== Activities ==
[1] According to the account of the death at 14 Brownlow Street, what was the only garment on the corpse?
[2] Repeat the Brownlow Street account word for word, from "Miss Pannell identified" down to "around, mostly bloodied.".

== Extract provided ==
********
When a lodger called Grant was asked to go around and enter the room by the outside window, a shock was coming to the residents of 14 Brownlow Street. The man at the window saw a woman’s legs on the floor – he felt certain that there was a body under the bed. The lodger, Grant, rammed the window open

and it was then that he experienced a rank smell – from a body which had been there for some time. He wasted no time in calling for the police.

The first detective on the scene noted that the body was cut to pieces and that there was only one garment on the corpse – a chemise. She was lying in a pool of blood, and the most repulsive detail on the scene of horror was a little heap of flesh by the body. ‘I thought it was rats’ urine, as it dries like a little hill …’ he said. But it turned out to be the genital organs, neatly taken out. Her throat had been cut. But there were several other cuts on the jaw, chin and neck. A forensic report of the time notes that ‘The wounds were putrefying and were covered with mould … On the left side of the wound and upon the left thigh were some abrasions as if scraped by a sharp instrument.’

Miss Pannell identified the body as that of the person introduced to her as Brown’s sister. It was a strong and vicious attack, but the wounds were mostly done after death, and with a clean instrument. The person the police were looking for was some kind of obsessed or perverted fetishist, it seemed. A clean instrument had been used to take out the genitals. It was a macabre business cleaning up the room. The mattress was soaked in blood and there were clothes littered around, mostly bloodied.
********
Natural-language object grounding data
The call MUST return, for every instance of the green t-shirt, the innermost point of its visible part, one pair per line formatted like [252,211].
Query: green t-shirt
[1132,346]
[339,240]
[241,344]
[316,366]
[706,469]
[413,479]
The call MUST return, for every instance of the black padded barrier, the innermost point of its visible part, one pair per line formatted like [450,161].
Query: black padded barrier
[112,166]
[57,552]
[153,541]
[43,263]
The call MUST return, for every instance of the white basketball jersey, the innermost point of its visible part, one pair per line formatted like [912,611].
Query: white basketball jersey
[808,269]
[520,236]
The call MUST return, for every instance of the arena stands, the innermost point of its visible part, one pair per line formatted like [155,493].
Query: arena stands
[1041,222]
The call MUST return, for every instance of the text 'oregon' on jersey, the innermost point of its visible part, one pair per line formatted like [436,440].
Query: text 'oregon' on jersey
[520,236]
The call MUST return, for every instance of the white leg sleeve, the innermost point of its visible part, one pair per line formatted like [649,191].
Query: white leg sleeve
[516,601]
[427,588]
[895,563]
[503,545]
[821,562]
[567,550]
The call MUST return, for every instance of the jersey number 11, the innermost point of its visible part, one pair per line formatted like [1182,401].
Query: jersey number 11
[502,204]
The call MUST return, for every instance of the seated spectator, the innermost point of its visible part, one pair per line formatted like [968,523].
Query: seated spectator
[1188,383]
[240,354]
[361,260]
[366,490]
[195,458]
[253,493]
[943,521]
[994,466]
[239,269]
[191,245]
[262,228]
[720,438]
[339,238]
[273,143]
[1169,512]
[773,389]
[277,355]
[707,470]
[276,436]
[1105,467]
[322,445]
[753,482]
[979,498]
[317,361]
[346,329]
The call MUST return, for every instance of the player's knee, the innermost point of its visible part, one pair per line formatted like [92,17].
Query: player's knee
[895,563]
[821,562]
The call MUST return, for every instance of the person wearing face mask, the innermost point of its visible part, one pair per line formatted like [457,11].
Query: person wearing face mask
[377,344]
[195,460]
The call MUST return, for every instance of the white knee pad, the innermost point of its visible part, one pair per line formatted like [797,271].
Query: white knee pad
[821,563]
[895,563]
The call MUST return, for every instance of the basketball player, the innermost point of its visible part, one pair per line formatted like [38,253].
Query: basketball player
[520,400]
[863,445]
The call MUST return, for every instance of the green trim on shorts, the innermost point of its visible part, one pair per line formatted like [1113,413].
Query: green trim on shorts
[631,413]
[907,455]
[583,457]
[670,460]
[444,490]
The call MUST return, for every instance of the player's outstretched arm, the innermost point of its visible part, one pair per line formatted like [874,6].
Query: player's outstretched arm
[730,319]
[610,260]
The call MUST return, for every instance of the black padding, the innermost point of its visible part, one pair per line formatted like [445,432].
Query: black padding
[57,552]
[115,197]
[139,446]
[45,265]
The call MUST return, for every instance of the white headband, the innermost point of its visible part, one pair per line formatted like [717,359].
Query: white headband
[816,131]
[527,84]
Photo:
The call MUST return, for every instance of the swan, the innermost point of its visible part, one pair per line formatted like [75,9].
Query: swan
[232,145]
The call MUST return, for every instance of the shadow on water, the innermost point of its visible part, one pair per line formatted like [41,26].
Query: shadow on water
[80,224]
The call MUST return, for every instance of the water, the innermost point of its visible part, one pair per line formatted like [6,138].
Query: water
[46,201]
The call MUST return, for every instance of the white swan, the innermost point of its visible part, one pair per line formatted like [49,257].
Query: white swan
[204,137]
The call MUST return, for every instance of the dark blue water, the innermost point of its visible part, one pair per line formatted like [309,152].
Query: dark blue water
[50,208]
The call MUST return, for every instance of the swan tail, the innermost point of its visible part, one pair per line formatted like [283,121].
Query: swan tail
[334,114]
********
== Results ==
[1] A chemise.

[2]
Miss Pannell identified the body as that of the person introduced to her as Brown’s sister. It was a strong and vicious attack, but the wounds were mostly done after death, and with a clean instrument. The person the police were looking for was some kind of obsessed or perverted fetishist, it seemed. A clean instrument had been used to take out the genitals. It was a macabre business cleaning up the room. The mattress was soaked in blood and there were clothes littered around, mostly bloodied.